Stated exercise A: In the text on the uppercase "ß", which reform began the current transition period for that letter?

Text block:

* * * *

Today, "ß" is no more a ligature of "ſs" than "ä" is a ligature of "ae". The transition process from "ae" to "ä" has been completed about 200 years ago, and the transition process between "ſs" to "ß" is happening now. Encoding the uppercase "ä" as "A ZWJ E" (or something like that) would make as little sense as encoding the uppercase "ß" as "S ZWJ S".

I believe that "SS" is an anachronic, still-in-use but slowly-to-vanish poor man’s solution to write the uppercase "ß". I believe that it should be an exciting task for type designers now to come up with a new form. In my opinion, this issue is definitely not one that is completely solved. We’re in the middle of a slow transition period for "ß". The 1996 reform started it and showed the direction.

I myself once had the idea that Scedilla (U+015E, Ş) would be most appropriate for denoting uppercase ß.

* * * *

Provided information:
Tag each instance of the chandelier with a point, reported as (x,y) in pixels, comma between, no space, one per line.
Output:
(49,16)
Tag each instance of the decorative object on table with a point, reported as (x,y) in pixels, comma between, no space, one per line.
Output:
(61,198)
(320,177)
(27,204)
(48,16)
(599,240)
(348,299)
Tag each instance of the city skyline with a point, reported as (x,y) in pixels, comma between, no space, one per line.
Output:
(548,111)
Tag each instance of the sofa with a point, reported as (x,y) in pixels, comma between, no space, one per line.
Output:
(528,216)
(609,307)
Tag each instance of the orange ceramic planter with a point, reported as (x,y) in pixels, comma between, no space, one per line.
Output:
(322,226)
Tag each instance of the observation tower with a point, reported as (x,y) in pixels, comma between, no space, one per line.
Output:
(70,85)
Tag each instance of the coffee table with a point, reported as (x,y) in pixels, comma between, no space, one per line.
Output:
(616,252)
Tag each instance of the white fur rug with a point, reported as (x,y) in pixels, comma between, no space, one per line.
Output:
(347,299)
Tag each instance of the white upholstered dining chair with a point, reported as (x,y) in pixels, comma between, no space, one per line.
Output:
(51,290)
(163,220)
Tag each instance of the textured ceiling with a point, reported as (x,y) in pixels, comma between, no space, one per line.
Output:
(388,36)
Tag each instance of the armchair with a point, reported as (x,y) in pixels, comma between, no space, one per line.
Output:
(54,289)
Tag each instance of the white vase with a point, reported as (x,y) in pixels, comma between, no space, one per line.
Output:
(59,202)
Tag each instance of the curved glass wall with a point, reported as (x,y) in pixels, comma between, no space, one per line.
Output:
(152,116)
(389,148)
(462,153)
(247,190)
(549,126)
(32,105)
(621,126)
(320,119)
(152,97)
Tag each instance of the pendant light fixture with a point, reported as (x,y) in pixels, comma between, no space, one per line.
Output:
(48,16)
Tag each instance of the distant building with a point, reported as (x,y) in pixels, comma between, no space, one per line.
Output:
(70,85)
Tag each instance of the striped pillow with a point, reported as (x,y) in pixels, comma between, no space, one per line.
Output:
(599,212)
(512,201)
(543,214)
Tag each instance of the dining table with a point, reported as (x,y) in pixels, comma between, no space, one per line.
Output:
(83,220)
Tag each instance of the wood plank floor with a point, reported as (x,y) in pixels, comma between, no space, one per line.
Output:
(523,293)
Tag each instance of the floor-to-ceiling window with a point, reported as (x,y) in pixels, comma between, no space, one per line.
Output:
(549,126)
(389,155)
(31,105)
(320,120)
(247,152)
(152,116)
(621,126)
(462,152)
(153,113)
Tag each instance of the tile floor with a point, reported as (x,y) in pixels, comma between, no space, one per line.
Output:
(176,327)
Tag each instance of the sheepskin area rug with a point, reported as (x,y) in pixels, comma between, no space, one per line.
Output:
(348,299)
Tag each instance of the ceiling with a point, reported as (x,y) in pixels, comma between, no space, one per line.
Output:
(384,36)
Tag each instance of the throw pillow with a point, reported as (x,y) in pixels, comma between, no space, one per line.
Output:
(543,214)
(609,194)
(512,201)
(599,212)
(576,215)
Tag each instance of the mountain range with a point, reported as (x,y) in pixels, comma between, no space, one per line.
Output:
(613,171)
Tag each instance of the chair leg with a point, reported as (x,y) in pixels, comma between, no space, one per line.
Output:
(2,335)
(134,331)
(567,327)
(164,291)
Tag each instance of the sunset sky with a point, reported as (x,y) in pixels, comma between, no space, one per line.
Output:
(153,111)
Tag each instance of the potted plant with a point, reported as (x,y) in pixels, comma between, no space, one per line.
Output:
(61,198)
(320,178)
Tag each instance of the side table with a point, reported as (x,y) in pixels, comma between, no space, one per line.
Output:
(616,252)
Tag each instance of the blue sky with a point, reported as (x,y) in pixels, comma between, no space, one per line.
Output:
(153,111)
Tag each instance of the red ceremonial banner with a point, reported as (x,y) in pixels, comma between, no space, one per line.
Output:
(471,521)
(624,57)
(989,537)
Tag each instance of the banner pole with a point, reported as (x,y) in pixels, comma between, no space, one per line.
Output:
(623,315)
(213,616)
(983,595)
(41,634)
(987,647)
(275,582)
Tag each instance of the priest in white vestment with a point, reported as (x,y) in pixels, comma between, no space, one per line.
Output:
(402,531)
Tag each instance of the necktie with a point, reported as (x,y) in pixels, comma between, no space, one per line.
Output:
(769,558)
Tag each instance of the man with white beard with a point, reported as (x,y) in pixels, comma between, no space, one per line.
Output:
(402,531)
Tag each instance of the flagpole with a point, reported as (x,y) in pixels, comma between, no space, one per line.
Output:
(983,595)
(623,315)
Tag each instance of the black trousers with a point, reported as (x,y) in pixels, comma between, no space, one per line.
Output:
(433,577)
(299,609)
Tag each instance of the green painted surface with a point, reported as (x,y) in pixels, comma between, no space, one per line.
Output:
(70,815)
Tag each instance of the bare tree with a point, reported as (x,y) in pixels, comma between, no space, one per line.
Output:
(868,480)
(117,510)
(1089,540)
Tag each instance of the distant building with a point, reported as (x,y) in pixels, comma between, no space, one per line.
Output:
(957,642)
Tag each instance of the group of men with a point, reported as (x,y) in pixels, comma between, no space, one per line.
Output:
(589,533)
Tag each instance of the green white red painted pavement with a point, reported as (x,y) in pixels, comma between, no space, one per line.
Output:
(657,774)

* * * *

Stated exercise B: Extract each line of the records that contains the string "pillow".

Written solution A: The 1996 reform.

Written solution B:
Tag each instance of the striped pillow with a point, reported as (x,y) in pixels, comma between, no space, one per line.
Tag each instance of the throw pillow with a point, reported as (x,y) in pixels, comma between, no space, one per line.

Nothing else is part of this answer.